» Things to do:
1/ Answer these from the diary entry:
(a) What did the writer's mom say she would not do until the writer lost 14 pounds?
(b) Which movie did the writer see yesterday?
(c) The end of which grade is the party marking?
2/ Write the next part of the diary entry, starting after its final line.

I’ve never even spoken to him, and when I said yes, I accidentally drooled a little—so embarrassing! But I don’t know if he noticed, cause he walked away really fast when his friends came in the room.

I don’t know what to wear. My mom said she wouldn’t buy me any new clothes until I lost 14 pounds, so I’m going to have to go with something old. I saw Pretty in Pink yesterday and think I should wear something pink, like Molly Ringwald—only it’ll look better on my ebony skin, I just know it.

Okay, diary, I have to tell you something. I’m a little nervous. This is my first boy-girl party, and it’s a dance, and it’s the end of 8th grade, AND I have a date—I feel like this is the night. I’m wondering if I should have sex with Rashaun.
What do you think?

» Data lines:
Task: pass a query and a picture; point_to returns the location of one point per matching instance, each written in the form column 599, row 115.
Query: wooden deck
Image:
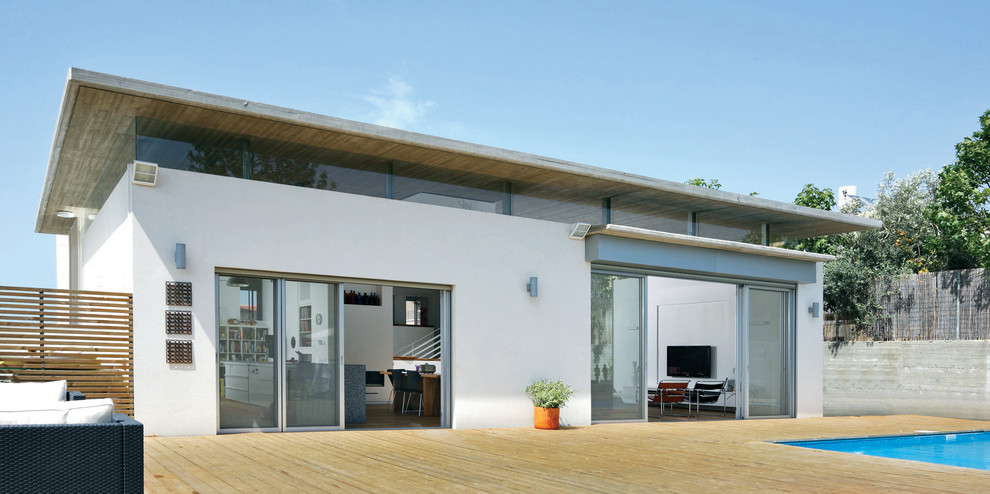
column 728, row 456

» Written answers:
1/
(a) Buy the writer any new clothes.
(b) Pretty in Pink.
(c) 8th grade.

2/
I mean, I haven’t really spoken to him, but he’s fat like me, so I’m not as scared about being naked around him. And, like, I’ve seen the “What’s Happening to my Body?” video, so I know what will happen. I mean, he’ll put his p in my v and it will be like this explosion, and then we will get married!!!

How great would that be, diary?!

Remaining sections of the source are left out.